MATERIAL FOR THIS EXERCISE below:
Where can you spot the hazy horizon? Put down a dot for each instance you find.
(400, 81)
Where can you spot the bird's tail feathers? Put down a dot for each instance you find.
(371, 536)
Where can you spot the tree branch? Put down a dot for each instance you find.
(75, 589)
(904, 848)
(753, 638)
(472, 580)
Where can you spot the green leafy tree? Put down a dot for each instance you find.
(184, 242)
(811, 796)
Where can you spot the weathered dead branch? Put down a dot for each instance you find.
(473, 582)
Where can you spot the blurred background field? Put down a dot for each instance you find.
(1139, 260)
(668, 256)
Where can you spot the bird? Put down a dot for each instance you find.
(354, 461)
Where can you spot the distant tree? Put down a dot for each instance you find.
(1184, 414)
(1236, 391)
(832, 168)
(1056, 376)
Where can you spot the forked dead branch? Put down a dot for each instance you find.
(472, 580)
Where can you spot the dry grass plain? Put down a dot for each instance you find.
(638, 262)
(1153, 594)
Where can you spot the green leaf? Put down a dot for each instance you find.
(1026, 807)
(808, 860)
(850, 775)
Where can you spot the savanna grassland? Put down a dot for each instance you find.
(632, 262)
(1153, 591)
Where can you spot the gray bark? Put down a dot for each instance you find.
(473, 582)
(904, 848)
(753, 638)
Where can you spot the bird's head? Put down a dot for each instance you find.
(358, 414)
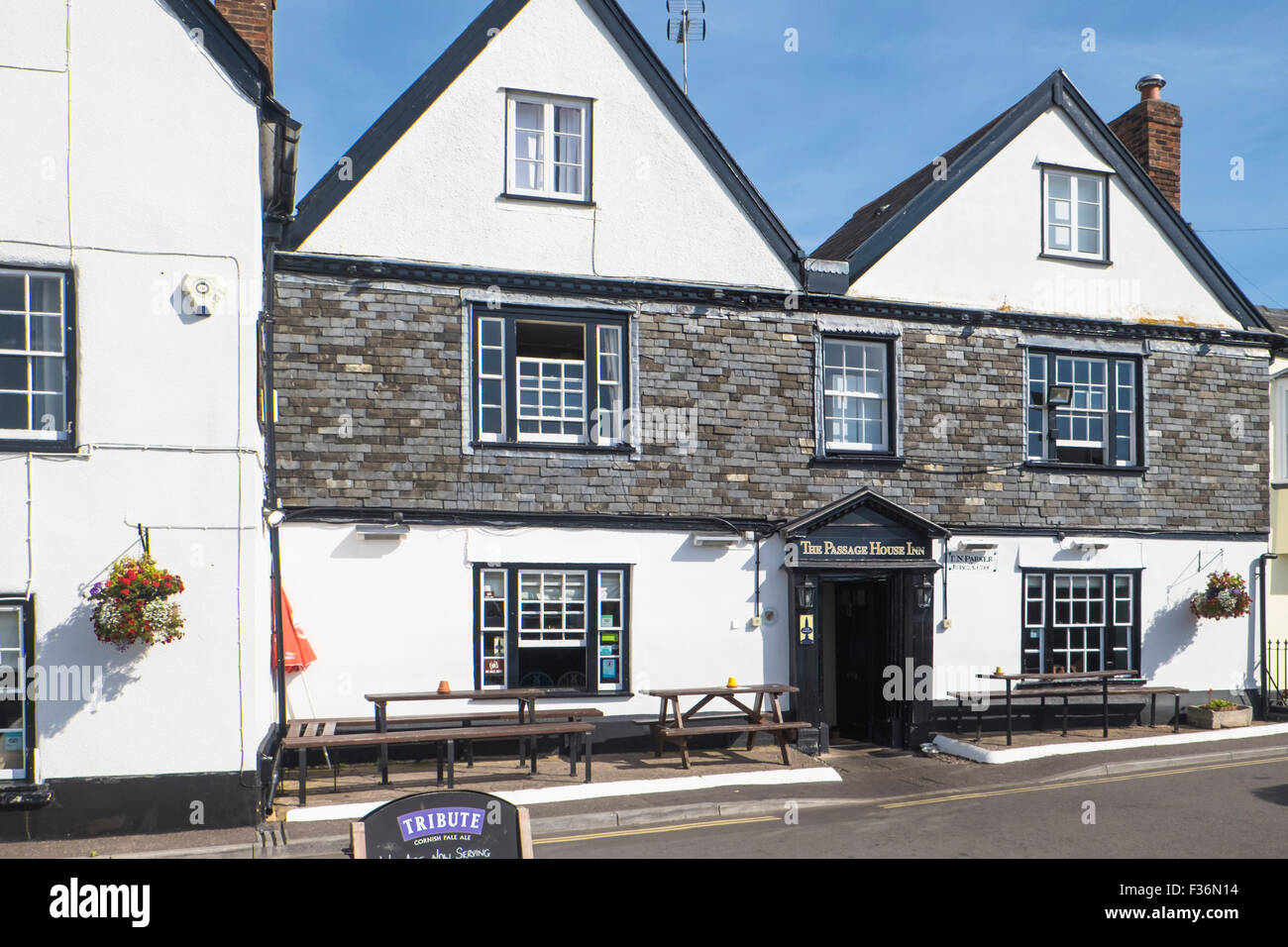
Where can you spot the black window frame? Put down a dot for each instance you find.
(1046, 642)
(591, 321)
(65, 445)
(892, 451)
(27, 605)
(1112, 360)
(513, 654)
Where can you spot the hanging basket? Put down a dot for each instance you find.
(133, 604)
(1225, 596)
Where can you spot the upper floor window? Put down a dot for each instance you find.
(550, 377)
(1083, 408)
(34, 355)
(549, 147)
(857, 406)
(1073, 205)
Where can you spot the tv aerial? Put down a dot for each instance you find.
(688, 22)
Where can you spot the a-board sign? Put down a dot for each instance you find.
(445, 825)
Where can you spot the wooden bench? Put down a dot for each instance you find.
(301, 741)
(365, 724)
(1063, 693)
(681, 736)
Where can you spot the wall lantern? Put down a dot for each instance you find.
(925, 592)
(805, 594)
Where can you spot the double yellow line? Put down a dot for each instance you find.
(934, 800)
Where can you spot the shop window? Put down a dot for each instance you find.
(35, 354)
(1083, 410)
(545, 379)
(17, 712)
(559, 628)
(1074, 622)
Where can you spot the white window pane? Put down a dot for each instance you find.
(528, 115)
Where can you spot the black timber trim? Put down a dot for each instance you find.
(226, 46)
(870, 499)
(376, 141)
(1057, 90)
(516, 518)
(522, 281)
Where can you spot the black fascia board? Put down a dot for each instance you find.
(374, 144)
(1059, 91)
(226, 46)
(751, 298)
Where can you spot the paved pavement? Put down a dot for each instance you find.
(870, 775)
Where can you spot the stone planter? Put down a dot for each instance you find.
(1216, 719)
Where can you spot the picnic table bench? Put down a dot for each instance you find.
(301, 740)
(678, 731)
(1064, 685)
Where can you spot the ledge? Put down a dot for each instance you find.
(1086, 470)
(844, 460)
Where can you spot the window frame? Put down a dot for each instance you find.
(591, 322)
(26, 608)
(1048, 252)
(29, 441)
(1112, 361)
(593, 629)
(1046, 646)
(840, 450)
(548, 102)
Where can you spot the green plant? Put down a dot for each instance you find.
(1218, 703)
(132, 604)
(1225, 596)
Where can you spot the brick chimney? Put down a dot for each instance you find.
(1151, 132)
(254, 21)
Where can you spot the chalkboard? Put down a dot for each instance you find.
(443, 826)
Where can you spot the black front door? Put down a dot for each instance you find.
(862, 629)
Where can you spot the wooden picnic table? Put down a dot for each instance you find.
(677, 729)
(1065, 680)
(526, 697)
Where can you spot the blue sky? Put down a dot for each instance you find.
(877, 90)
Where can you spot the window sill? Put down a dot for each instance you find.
(1090, 261)
(38, 446)
(549, 447)
(858, 459)
(1085, 468)
(541, 198)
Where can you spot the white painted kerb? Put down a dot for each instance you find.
(1018, 754)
End of MATERIAL FOR THIS EXERCISE.
■ **WORK TO COMPLETE**
Copy everything in the records above except the pictures, exactly as written.

■ **SOLUTION FOR THIS PROBLEM**
Where can you spot the hazy horizon? Put down a dot for each instance you find.
(400, 81)
Where can you spot the bird's tail feathers? Put down a dot for each instance you find.
(371, 536)
Where can you spot the tree branch? Put down a dot for each instance you find.
(75, 589)
(904, 848)
(753, 638)
(472, 580)
Where can you spot the green leafy tree? Put down a dot for each instance you find.
(184, 242)
(811, 796)
Where can you spot the weathered dead branch? Put down a dot for each instance you find.
(473, 582)
Where can you spot the blurred background field? Put down a dot for each instance you find.
(1139, 260)
(668, 256)
Where can you spot the bird? Put down a dot for each instance you find.
(354, 461)
Where can you spot the distant tree? Put down a dot for each instance you find.
(1184, 414)
(1236, 391)
(832, 168)
(1056, 376)
Where can you spot the forked dead branch? Put down a dot for each instance you find.
(472, 580)
Where can you spot the dry grass plain? Put down a dot for each instance you find.
(638, 262)
(1153, 594)
Where can you spot the green leaf? Put down a dot for each instance you find.
(1026, 807)
(808, 860)
(850, 775)
Where can you spot the savanna grassland? Put down a dot for each instance you find.
(632, 262)
(1153, 591)
Where can you spot the gray bark? Put down a dot for each instance you find.
(473, 582)
(904, 848)
(753, 638)
Where can you spot the bird's head? Put down a dot for each instance you find.
(358, 414)
Where can you spot the black window frame? Put down a dot for each instance you find.
(1046, 642)
(591, 321)
(65, 445)
(892, 451)
(27, 605)
(1112, 360)
(513, 654)
Where can you spot the hanging basket? Put down a dot for each instance you find.
(133, 604)
(1225, 596)
Where can you spot the upper floor window? Put down a dot for each instance you find.
(550, 377)
(1083, 408)
(34, 355)
(549, 147)
(857, 406)
(1073, 205)
Where can you spot the tv aerial? Put down a dot for each instance you find.
(688, 22)
Where can you spot the a-board sign? Put down a dot for each instance you find.
(445, 825)
Where can you spot the wooden bench? Put down a dot for each instance you find.
(301, 741)
(365, 724)
(1063, 693)
(681, 736)
Where can you spot the wall lantern? Put down a dot for each instance you find.
(925, 592)
(805, 594)
Where can you spot the double yellow line? Put down a dot for each instance you find.
(934, 800)
Where can you spot the shop window? Put down a dot for each instance you find.
(35, 354)
(1083, 410)
(545, 379)
(17, 712)
(559, 628)
(1074, 622)
Where can you spot the white window pane? Put down a dot for each instance you find.
(528, 115)
Where can you spot the black timber trim? Put down a dot for each instance you find.
(226, 46)
(870, 499)
(376, 141)
(1057, 90)
(516, 518)
(522, 281)
Where can you spot the black fascia board? Put down a dot for each instance you find.
(374, 144)
(1059, 91)
(226, 46)
(751, 298)
Where can you spot the paved pavement? Put down a dot for each instance you find.
(870, 775)
Where can you spot the stone planter? Put down a dot for each instance you find.
(1216, 719)
Where can you spot the picnic table bench? Put down a dot for each instance you find.
(301, 740)
(678, 731)
(1064, 685)
Where can you spot the ledge? Put down a dot for each instance you find.
(1086, 470)
(844, 460)
Where can you spot the window frame? Put down a dot for each instance you find.
(591, 322)
(26, 608)
(1048, 252)
(29, 441)
(1112, 361)
(593, 629)
(1046, 646)
(840, 450)
(548, 102)
Where can you spot the green plant? Put down a dot for each instance you find.
(1218, 703)
(132, 604)
(1225, 596)
Where can you spot the brick chimney? Put down a dot for each instance you find.
(1151, 132)
(254, 21)
Where can you spot the chalkboard? Put down a dot for each instance you find.
(443, 826)
Where can you spot the black front door? Put down a dot for each instance you find.
(862, 629)
Where can you spot the wooden picnic table? Put down a dot for each instance you find.
(677, 729)
(1065, 680)
(526, 697)
Where can you spot the blue sky? Put down a dot for each instance you find.
(877, 90)
Where can you spot the window sill? Put down a dot for each instance you find.
(1090, 261)
(38, 446)
(549, 447)
(858, 459)
(1085, 468)
(541, 198)
Where can you spot the white painted kerb? Put down a dot for each instance you find.
(1018, 754)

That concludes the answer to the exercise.